** DATASET ENTRIES **
==========

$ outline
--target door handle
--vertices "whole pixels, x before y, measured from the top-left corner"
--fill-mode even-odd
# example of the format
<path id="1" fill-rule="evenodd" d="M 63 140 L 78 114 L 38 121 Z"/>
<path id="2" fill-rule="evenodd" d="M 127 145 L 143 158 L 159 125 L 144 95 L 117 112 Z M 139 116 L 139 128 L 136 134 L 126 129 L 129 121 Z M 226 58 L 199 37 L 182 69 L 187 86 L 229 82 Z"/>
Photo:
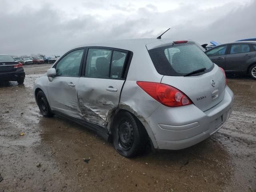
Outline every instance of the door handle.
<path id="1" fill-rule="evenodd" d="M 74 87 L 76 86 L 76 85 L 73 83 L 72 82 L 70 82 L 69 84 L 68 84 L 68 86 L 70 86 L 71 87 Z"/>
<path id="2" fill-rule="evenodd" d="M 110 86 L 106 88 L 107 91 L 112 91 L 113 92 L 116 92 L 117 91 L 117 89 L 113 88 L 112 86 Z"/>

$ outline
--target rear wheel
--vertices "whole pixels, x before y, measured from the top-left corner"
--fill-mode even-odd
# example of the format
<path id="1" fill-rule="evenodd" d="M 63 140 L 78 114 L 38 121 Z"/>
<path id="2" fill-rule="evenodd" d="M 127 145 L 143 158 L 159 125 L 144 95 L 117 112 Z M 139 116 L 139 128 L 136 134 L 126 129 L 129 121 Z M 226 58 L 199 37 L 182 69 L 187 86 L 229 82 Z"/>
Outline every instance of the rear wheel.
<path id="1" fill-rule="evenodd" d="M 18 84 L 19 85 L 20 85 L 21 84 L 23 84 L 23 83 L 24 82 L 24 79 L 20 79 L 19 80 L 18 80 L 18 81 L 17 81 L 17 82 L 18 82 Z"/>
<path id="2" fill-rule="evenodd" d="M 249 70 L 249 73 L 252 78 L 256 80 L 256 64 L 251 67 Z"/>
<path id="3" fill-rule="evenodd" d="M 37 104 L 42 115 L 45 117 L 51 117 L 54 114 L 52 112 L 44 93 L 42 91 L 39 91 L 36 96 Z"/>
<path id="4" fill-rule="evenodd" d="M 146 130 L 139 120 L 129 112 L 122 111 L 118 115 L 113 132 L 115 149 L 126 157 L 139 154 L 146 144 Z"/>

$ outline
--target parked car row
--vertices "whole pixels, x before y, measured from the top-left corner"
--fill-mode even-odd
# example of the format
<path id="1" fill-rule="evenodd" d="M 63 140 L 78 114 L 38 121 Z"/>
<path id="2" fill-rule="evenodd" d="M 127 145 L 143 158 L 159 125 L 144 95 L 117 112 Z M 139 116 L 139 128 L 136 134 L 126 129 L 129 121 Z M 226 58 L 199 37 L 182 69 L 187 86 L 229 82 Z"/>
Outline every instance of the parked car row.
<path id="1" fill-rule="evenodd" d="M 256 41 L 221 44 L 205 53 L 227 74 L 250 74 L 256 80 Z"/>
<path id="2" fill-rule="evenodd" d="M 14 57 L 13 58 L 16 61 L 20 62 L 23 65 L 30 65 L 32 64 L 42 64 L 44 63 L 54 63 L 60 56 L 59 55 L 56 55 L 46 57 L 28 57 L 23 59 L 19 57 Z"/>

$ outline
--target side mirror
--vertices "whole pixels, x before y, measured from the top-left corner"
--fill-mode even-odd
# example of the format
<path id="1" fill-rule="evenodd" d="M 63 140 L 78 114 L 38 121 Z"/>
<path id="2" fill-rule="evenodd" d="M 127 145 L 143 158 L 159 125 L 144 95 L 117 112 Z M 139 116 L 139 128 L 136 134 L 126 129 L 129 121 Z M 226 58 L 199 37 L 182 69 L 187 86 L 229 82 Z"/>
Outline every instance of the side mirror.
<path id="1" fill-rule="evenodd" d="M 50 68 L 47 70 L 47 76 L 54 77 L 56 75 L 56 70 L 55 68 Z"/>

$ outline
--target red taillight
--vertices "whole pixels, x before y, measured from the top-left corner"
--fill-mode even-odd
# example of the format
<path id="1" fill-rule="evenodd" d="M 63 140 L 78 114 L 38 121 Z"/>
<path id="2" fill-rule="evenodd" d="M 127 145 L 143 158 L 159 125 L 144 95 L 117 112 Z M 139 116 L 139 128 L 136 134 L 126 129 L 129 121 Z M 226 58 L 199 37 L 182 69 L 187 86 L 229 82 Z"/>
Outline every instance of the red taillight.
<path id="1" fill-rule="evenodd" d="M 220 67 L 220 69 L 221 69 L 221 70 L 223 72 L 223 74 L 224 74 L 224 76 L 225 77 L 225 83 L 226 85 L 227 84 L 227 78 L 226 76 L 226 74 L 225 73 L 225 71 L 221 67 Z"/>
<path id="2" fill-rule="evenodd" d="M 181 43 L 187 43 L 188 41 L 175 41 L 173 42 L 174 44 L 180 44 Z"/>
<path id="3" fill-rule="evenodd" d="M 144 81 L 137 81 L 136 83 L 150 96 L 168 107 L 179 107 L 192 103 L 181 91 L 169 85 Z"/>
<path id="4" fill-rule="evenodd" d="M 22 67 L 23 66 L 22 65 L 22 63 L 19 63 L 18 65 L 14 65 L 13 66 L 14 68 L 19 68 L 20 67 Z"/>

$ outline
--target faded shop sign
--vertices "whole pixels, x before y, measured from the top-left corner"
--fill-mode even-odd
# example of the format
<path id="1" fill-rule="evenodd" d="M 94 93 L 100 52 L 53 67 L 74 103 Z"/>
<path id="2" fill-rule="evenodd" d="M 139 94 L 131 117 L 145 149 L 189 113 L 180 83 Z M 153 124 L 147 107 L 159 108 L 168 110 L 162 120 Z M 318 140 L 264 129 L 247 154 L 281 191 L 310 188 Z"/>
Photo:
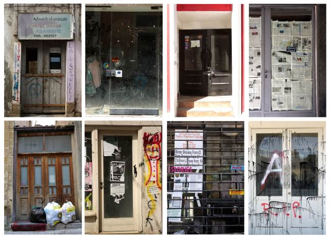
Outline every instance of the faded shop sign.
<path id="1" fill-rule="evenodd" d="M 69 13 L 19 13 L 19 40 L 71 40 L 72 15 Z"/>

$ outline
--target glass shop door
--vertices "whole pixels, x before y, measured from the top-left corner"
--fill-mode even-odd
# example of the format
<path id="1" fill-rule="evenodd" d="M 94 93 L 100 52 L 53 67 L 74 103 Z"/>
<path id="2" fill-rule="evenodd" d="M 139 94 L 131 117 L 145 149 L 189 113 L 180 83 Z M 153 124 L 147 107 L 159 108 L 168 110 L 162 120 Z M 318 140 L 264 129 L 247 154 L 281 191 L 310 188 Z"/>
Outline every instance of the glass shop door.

==========

** WORK TO BE COMPLETED **
Rewrite all of the data above with "Outline every instance of" swapped for "Trace each instance of" everywhere it appears, leaving everything else unchanged. Leave out the pictures.

** ANSWER TO THIS PROBLEM **
$ outline
--target door handle
--vertices "whole pixels, x before y, measured from the top-left corner"
--fill-mode even-odd
# example of the format
<path id="1" fill-rule="evenodd" d="M 63 140 L 78 114 L 38 121 Z"/>
<path id="2" fill-rule="evenodd" d="M 127 145 L 143 158 L 159 125 L 144 95 L 117 112 Z M 139 116 L 139 128 L 136 134 L 126 129 L 129 121 Z M 226 58 L 199 37 L 182 69 L 187 86 L 229 82 Z"/>
Photo:
Trace each instance of the door handle.
<path id="1" fill-rule="evenodd" d="M 74 87 L 76 86 L 76 85 L 73 83 L 72 82 L 70 82 L 69 84 L 68 84 L 68 86 L 70 86 L 71 87 Z"/>
<path id="2" fill-rule="evenodd" d="M 110 86 L 106 88 L 107 91 L 112 91 L 113 92 L 116 92 L 117 91 L 117 89 L 113 88 L 112 86 Z"/>

$ outline
--target rear wheel
--vertices "whole pixels, x before y, measured from the top-left corner"
--fill-mode even-odd
# example of the format
<path id="1" fill-rule="evenodd" d="M 63 140 L 78 114 L 38 121 Z"/>
<path id="2" fill-rule="evenodd" d="M 127 145 L 143 158 L 159 125 L 144 95 L 117 112 Z M 139 116 L 139 128 L 136 134 L 126 129 L 129 121 Z M 226 58 L 199 37 L 182 69 L 187 86 L 229 82 Z"/>
Trace each instance of the rear wheel.
<path id="1" fill-rule="evenodd" d="M 18 84 L 19 85 L 20 85 L 21 84 L 23 84 L 23 83 L 24 82 L 24 79 L 20 79 L 19 80 L 18 80 L 18 81 L 17 81 L 17 82 L 18 82 Z"/>
<path id="2" fill-rule="evenodd" d="M 249 70 L 249 73 L 252 78 L 256 80 L 256 64 L 251 67 Z"/>
<path id="3" fill-rule="evenodd" d="M 37 104 L 42 115 L 45 117 L 51 117 L 54 114 L 52 112 L 44 93 L 42 91 L 39 91 L 36 96 Z"/>
<path id="4" fill-rule="evenodd" d="M 146 130 L 139 120 L 129 112 L 122 111 L 118 115 L 113 132 L 115 149 L 126 157 L 139 154 L 146 144 Z"/>

$ outline
--target parked car row
--vertices "whole pixels, x before y, measured from the top-left corner"
--fill-mode even-odd
# example of the format
<path id="1" fill-rule="evenodd" d="M 63 140 L 78 114 L 38 121 Z"/>
<path id="2" fill-rule="evenodd" d="M 127 145 L 143 158 L 159 125 L 144 95 L 117 112 Z M 139 116 L 139 128 L 136 134 L 126 129 L 129 121 Z M 226 58 L 199 37 L 182 69 L 187 86 L 229 82 Z"/>
Trace each instance of the parked car row.
<path id="1" fill-rule="evenodd" d="M 256 41 L 221 44 L 205 53 L 227 74 L 250 74 L 256 80 Z"/>
<path id="2" fill-rule="evenodd" d="M 14 57 L 13 58 L 16 61 L 20 62 L 23 65 L 30 65 L 32 64 L 42 64 L 44 63 L 54 63 L 60 56 L 59 55 L 56 55 L 46 57 L 28 57 L 23 59 L 19 57 Z"/>

$ outline
--target side mirror
--vertices "whole pixels, x before y, measured from the top-left corner"
--fill-mode even-odd
# example of the format
<path id="1" fill-rule="evenodd" d="M 63 140 L 78 114 L 38 121 Z"/>
<path id="2" fill-rule="evenodd" d="M 127 145 L 143 158 L 159 125 L 144 95 L 117 112 Z M 139 116 L 139 128 L 136 134 L 126 129 L 129 121 Z M 226 58 L 199 37 L 182 69 L 187 86 L 229 82 Z"/>
Trace each instance of the side mirror.
<path id="1" fill-rule="evenodd" d="M 50 68 L 47 70 L 47 76 L 54 77 L 56 75 L 56 70 L 55 68 Z"/>

$ outline
--target red taillight
--vertices "whole pixels, x before y, measured from the top-left corner"
--fill-mode even-odd
# example of the format
<path id="1" fill-rule="evenodd" d="M 63 140 L 78 114 L 38 121 Z"/>
<path id="2" fill-rule="evenodd" d="M 127 145 L 143 158 L 159 125 L 144 95 L 117 112 Z M 139 116 L 139 128 L 136 134 L 126 129 L 129 121 Z M 226 58 L 199 37 L 182 69 L 187 86 L 229 82 Z"/>
Trace each instance of the red taillight.
<path id="1" fill-rule="evenodd" d="M 220 67 L 220 69 L 221 69 L 221 70 L 223 72 L 223 74 L 224 74 L 224 76 L 225 77 L 225 83 L 226 85 L 227 84 L 227 78 L 226 76 L 226 74 L 225 73 L 225 71 L 221 67 Z"/>
<path id="2" fill-rule="evenodd" d="M 181 43 L 187 43 L 188 41 L 175 41 L 173 42 L 174 44 L 180 44 Z"/>
<path id="3" fill-rule="evenodd" d="M 144 81 L 137 81 L 136 83 L 150 96 L 168 107 L 179 107 L 192 103 L 181 91 L 169 85 Z"/>
<path id="4" fill-rule="evenodd" d="M 22 67 L 23 66 L 22 65 L 22 63 L 19 63 L 18 65 L 14 65 L 13 66 L 14 68 L 19 68 L 20 67 Z"/>

$ outline
--target faded shop sign
--vertices "whole pixels, x before y, measured from the top-left corner"
--fill-mode even-odd
# example of the format
<path id="1" fill-rule="evenodd" d="M 94 93 L 100 52 L 53 67 L 74 103 Z"/>
<path id="2" fill-rule="evenodd" d="M 139 94 L 131 117 L 145 149 L 189 113 L 180 83 Z M 153 124 L 147 107 L 159 108 L 168 110 L 162 120 Z M 318 140 L 264 129 L 247 154 L 281 191 L 310 188 Z"/>
Photo:
Trace each instance of the faded shop sign.
<path id="1" fill-rule="evenodd" d="M 69 13 L 19 13 L 19 40 L 71 40 L 72 15 Z"/>

$ outline
--target glass shop door
--vertices "whole pixels, x before y, measured from the top-left corner"
--fill-mode even-odd
# example of the format
<path id="1" fill-rule="evenodd" d="M 94 93 L 100 52 L 53 67 L 74 103 Z"/>
<path id="2" fill-rule="evenodd" d="M 139 94 L 131 117 L 145 149 L 189 113 L 180 83 Z M 153 124 L 147 107 L 159 108 L 168 110 L 162 120 Z M 318 140 L 264 129 L 247 154 L 281 191 L 310 188 Z"/>
Trace each instance of the glass shop door.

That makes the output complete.